■ Exercise goal
Copy the listing verbatim, excluding any images found in it.

■ Data excerpts
*****
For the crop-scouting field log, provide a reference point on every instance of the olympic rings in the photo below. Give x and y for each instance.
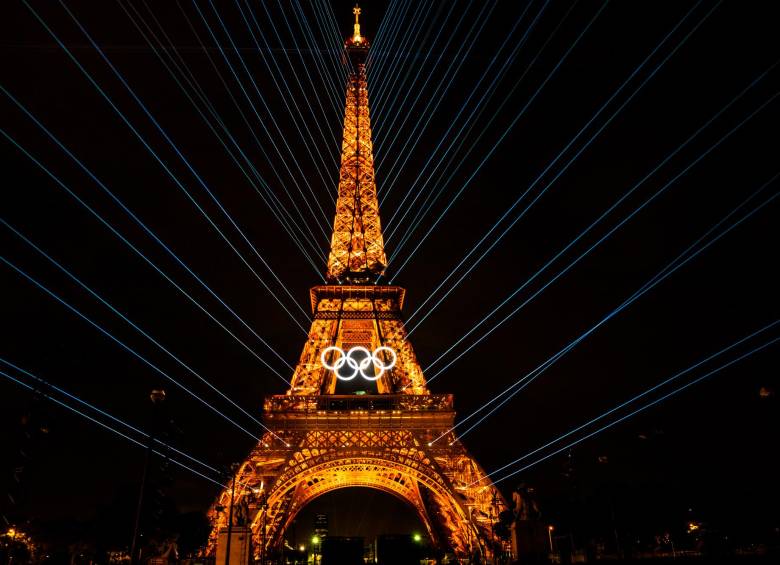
(360, 365)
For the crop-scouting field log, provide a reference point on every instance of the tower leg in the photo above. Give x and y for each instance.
(240, 545)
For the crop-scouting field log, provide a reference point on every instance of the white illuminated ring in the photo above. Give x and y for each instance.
(360, 366)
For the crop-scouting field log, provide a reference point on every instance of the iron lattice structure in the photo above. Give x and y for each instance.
(326, 441)
(356, 248)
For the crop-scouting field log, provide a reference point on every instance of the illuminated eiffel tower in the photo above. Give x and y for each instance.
(359, 412)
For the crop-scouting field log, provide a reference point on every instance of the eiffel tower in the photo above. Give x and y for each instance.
(328, 432)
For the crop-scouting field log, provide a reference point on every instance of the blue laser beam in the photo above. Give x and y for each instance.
(297, 115)
(608, 211)
(111, 429)
(495, 241)
(633, 399)
(200, 93)
(151, 263)
(126, 319)
(668, 270)
(312, 238)
(506, 132)
(132, 351)
(411, 39)
(269, 113)
(67, 394)
(479, 106)
(156, 156)
(641, 409)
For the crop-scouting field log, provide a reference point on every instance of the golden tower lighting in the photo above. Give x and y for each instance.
(378, 438)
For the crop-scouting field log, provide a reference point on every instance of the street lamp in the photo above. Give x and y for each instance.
(550, 529)
(157, 396)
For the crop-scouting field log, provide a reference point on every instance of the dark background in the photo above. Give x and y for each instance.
(707, 452)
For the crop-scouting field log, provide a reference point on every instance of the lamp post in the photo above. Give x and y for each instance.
(315, 540)
(263, 509)
(550, 529)
(234, 470)
(157, 396)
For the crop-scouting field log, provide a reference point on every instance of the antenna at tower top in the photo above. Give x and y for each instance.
(356, 35)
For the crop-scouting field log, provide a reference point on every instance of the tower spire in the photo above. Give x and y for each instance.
(356, 35)
(357, 253)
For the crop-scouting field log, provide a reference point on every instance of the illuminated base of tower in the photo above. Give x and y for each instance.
(375, 441)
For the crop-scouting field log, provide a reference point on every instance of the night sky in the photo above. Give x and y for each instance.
(711, 449)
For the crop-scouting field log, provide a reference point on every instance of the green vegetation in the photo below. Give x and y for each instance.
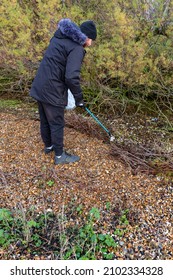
(11, 103)
(79, 238)
(129, 66)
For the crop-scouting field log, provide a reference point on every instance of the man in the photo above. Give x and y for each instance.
(59, 71)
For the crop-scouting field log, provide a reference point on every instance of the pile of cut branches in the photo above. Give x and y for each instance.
(140, 158)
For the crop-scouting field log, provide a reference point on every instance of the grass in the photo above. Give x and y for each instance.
(10, 104)
(67, 235)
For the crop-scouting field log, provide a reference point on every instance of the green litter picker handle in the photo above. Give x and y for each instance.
(112, 138)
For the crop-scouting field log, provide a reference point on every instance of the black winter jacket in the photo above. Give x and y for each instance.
(60, 67)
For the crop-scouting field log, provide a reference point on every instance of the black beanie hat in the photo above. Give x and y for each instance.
(89, 29)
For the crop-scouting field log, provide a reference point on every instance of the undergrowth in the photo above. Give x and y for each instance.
(69, 234)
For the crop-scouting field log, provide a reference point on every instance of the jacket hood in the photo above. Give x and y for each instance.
(72, 31)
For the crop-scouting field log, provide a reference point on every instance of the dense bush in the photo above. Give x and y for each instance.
(132, 57)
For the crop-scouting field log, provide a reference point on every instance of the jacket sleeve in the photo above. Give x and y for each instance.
(73, 69)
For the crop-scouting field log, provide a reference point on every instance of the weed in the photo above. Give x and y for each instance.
(69, 234)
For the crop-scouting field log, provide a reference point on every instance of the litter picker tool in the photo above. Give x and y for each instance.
(111, 137)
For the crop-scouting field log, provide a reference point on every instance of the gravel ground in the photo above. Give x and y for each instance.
(97, 179)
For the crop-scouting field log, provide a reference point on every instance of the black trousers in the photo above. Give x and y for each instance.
(52, 126)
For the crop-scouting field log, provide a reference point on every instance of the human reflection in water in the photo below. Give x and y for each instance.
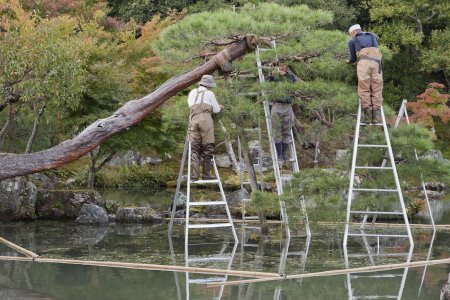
(201, 257)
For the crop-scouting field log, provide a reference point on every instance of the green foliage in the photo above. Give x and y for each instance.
(143, 176)
(143, 10)
(323, 191)
(191, 35)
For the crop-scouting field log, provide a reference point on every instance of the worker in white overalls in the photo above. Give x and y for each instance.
(202, 103)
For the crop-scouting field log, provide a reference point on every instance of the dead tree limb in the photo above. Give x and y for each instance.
(132, 112)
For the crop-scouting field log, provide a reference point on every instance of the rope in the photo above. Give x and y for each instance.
(141, 266)
(337, 272)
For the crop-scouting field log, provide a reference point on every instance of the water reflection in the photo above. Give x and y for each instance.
(378, 285)
(196, 257)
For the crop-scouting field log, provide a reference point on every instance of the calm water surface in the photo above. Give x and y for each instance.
(151, 244)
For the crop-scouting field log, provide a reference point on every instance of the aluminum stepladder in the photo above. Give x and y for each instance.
(379, 254)
(279, 178)
(188, 225)
(189, 204)
(353, 189)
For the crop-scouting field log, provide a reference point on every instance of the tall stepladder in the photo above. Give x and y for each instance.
(280, 178)
(375, 253)
(190, 204)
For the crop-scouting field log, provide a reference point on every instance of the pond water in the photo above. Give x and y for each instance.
(145, 243)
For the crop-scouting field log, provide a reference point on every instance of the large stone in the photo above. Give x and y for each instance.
(17, 199)
(42, 181)
(222, 161)
(92, 214)
(60, 204)
(147, 160)
(235, 201)
(433, 154)
(137, 215)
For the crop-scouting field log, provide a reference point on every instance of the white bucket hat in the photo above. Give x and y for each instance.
(208, 81)
(353, 28)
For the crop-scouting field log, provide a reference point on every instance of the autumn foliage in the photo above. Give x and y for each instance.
(431, 106)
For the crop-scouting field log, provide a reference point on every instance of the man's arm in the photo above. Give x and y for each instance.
(351, 48)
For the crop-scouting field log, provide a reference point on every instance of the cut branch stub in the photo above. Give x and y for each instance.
(132, 112)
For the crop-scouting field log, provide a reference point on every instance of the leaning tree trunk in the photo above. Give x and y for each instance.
(128, 115)
(32, 138)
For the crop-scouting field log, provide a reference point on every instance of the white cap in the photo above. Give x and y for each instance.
(353, 28)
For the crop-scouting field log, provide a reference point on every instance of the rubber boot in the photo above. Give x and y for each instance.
(279, 147)
(207, 166)
(284, 152)
(367, 118)
(207, 154)
(377, 116)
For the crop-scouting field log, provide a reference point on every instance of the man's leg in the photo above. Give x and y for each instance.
(207, 155)
(364, 89)
(377, 94)
(196, 149)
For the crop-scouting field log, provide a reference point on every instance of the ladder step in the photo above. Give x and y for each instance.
(368, 212)
(373, 168)
(207, 203)
(206, 280)
(298, 253)
(214, 225)
(380, 255)
(206, 259)
(376, 297)
(252, 227)
(374, 190)
(371, 146)
(205, 181)
(377, 235)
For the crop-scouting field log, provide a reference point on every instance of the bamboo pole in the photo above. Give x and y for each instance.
(337, 272)
(223, 220)
(18, 248)
(141, 266)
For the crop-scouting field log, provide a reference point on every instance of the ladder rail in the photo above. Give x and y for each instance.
(225, 199)
(179, 181)
(352, 182)
(397, 181)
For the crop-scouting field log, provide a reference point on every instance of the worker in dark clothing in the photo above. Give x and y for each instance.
*****
■ Solution
For the crop-scouting field log, provide a reference point on every instance of the olympic rings in the photo below. Give x and y for each instance.
(360, 365)
For the crop-scouting field log, provide a reference point on every instance of the tower leg in the photo above. Give x and y for each instance.
(240, 545)
For the crop-scouting field log, provide a reference point on every instance of the white illuminated ring in the photo above. Give x and y for each instance.
(360, 366)
For the crop-scouting field log, provide a reference point on every instance of the iron lattice structure in the photo above. Give x and y for each instance.
(326, 441)
(356, 248)
For the crop-scouting field log, provide a reference point on every instance of the illuminated eiffel tower in the photo above. Give x and y for each instance.
(359, 412)
For the crop-scouting field log, provide a reference point on every instance of the eiffel tower in the photo above. Give x and y for each instance.
(328, 432)
For the crop-scouting field log, provide a reference point on every instance of the blue laser beam in the photo above. Give x and y for each instance.
(297, 115)
(608, 211)
(111, 429)
(495, 241)
(633, 399)
(200, 93)
(151, 263)
(126, 319)
(668, 270)
(312, 238)
(506, 132)
(132, 351)
(411, 39)
(269, 113)
(67, 394)
(479, 106)
(156, 156)
(641, 409)
For the crop-scouting field log, provide a reference point on every instance of the golden tower lighting in the photo above. Give x and y for each instance.
(378, 438)
For the crop-scouting field log, provide a reference point on every instance of the street lamp in the photo above. Give x and y for each instance.
(550, 529)
(157, 396)
For the crop-scouting field log, provide a reference point on every instance of the dark background in the photo above. Give x and y for each instance.
(707, 452)
For the crop-scouting field log, provide a reference point on every instance of the lamp post in the photo above. Give x and y for each instance.
(315, 540)
(263, 509)
(550, 529)
(234, 470)
(157, 396)
For the crop-scouting field log, provide a reference point on every instance of the antenna at tower top in the photo above. Give x and y for each instance.
(356, 35)
For the crop-scouting field log, provide a reference point on every instance of the tower spire in the photo above. Give x and y for each instance.
(356, 35)
(357, 253)
For the crop-scouting field log, provide a reference point on every instance of the illuminated base of tower in the photo above. Give x and y for each instance.
(375, 441)
For the crop-scouting field log, provide a reference point on every instance of the night sky in the photo above. Give x and y for each instance.
(711, 449)
For the crop-scouting field log, provide a reference point on every instance of the green vegetation in the photo below. Give x and y for each instance.
(11, 103)
(79, 238)
(129, 66)
For the crop-scouting field log, provide a reference point on every instance of the man in the photo above. Give x and y for each instance.
(59, 71)
For the crop-scouting field log, provide a reference point on every instance of the pile of cut branches in the photo above. Give x and y for each instance.
(140, 158)
For the crop-scouting field log, provide a reference point on every instance of the grass in the photo above. Give x and y for each instance.
(10, 104)
(67, 235)
For the crop-scouting field log, provide a reference point on every instance of the green litter picker handle in the photo above. Give x and y for each instance.
(112, 138)
For the crop-scouting field log, provide a reference point on every instance of the black winter jacket in the photo above. Give x and y for each instance.
(60, 67)
For the crop-scouting field log, provide a reference point on every instance of the black beanie hat in the photo above. Give x and y for each instance.
(89, 29)
For the crop-scouting field log, provide a reference point on every instance of the undergrowth in the photo above. Give x and y for each instance.
(69, 234)
For the crop-scouting field log, provide a reference point on every instance of the jacket hood in the photo above. Give x and y for each instance.
(72, 31)
For the crop-scouting field log, provide a reference point on every instance of the dense bush in the photo above. Give x and y for each instance.
(132, 57)
For the crop-scouting field log, provide a reference point on every instance of the jacket sleeve in the photo above. Give x and y for each instance.
(73, 69)
For the crop-scouting field log, provide a reference point on every instance of the weed in the photo above. Give x and y for each instance.
(69, 234)
For the crop-scouting field log, provide a reference point on every instance of the litter picker tool in the photo above. Give x and y for each instance.
(111, 137)
For the crop-scouting field log, provide a reference point on every instance of the gravel ground in the photo above. Give x and y for each instance.
(97, 179)
For the crop-scouting field log, provide a reference point on every instance of the black trousers in the photo above. Give x and y for each instance.
(52, 126)
For the crop-scouting field log, provide a reference point on every instance of the human reflection in water in the photo below. Give x and y for each instance.
(201, 257)
For the crop-scouting field log, provide a reference point on every instance of the green foliage in the photo above. Give x and y for each instance.
(143, 176)
(143, 10)
(323, 191)
(191, 35)
For the crop-scouting field log, provide a reference point on every instance of the worker in white overalls in the photo above. Give x and y for each instance.
(202, 103)
For the crop-scouting field log, provide a reference point on every instance of the dead tree limb in the photo above. Give x and y for each instance.
(132, 112)
For the crop-scouting field log, provide a reference point on every instance of the rope in the photo above. Give x and y for each instance.
(141, 266)
(337, 272)
For the crop-scouting field log, provide a reference point on every instance of the water reflection in the photo above. Give x and y for each instance.
(378, 285)
(196, 257)
For the crop-scouting field log, provide a reference point on every instance of the calm water surface in the photo above. Give x and y for each instance.
(151, 244)
For the crop-scouting field log, provide a reference point on every instance of the aluminum stepladder in the photo above. Give x and y for each instance.
(379, 254)
(279, 178)
(188, 225)
(189, 204)
(353, 189)
For the crop-scouting field log, provide a reference point on every instance of the tall stepladder in the photo above. Give x and y for each instance.
(280, 178)
(375, 253)
(190, 204)
For the crop-scouting field log, provide a reference point on every instance of the pond water in the photo above. Give x and y for each instance.
(145, 243)
For the crop-scouting field log, provide a reference point on every instance of the large stone in the photo above. Give x and y for each instance.
(17, 199)
(42, 181)
(222, 161)
(92, 214)
(60, 204)
(147, 160)
(235, 201)
(433, 154)
(137, 215)
For the crop-scouting field log, provide a reference point on every instance of the white bucket hat in the photo above. Give x and y for each instance.
(208, 81)
(353, 28)
For the crop-scouting field log, provide a reference point on every instance of the autumn foliage in the photo above. Give x and y for each instance.
(431, 106)
For the crop-scouting field log, provide a reference point on every instance of the man's arm in the photo above. Give x and y for each instance.
(351, 48)
For the crop-scouting field log, provide a reference point on every instance of the cut branch stub in the photo above. Give x and y for each instance.
(132, 112)
For the crop-scouting field log, provide a reference point on every instance of the leaning tree trunk in the photo above. Give x and y for each instance.
(128, 115)
(32, 138)
For the crop-scouting field log, provide a reference point on every instance of the white cap in the photo above. Give x and y for each instance.
(353, 28)
For the crop-scouting field log, provide a reference point on every instance of the rubber boot in the photo above. Give x and y for each instance.
(279, 147)
(207, 166)
(284, 152)
(367, 118)
(207, 154)
(377, 116)
For the crop-scouting field log, provide a reference point on every instance of the man's leg in the photo above. Give x and y for each instance.
(207, 155)
(364, 89)
(377, 94)
(196, 149)
For the crop-scouting field log, provide a reference point on every instance of the ladder step in the photo above. Give x and y for each instance.
(368, 212)
(373, 168)
(207, 203)
(206, 280)
(298, 253)
(214, 225)
(380, 255)
(206, 259)
(376, 297)
(252, 227)
(374, 190)
(371, 146)
(205, 181)
(377, 235)
For the crop-scouting field log, provide a reference point on every instance of the bamboo pole in the photo above. Give x and y for each instance.
(337, 272)
(223, 220)
(18, 248)
(141, 266)
For the crop-scouting field log, provide a reference point on every instance of the ladder rail in the photo above. Give x and y for each instance.
(225, 199)
(179, 181)
(352, 182)
(397, 181)
For the crop-scouting field log, provide a reference point on every instance of the worker in dark clothing in the photo above. Give x and y for each instance.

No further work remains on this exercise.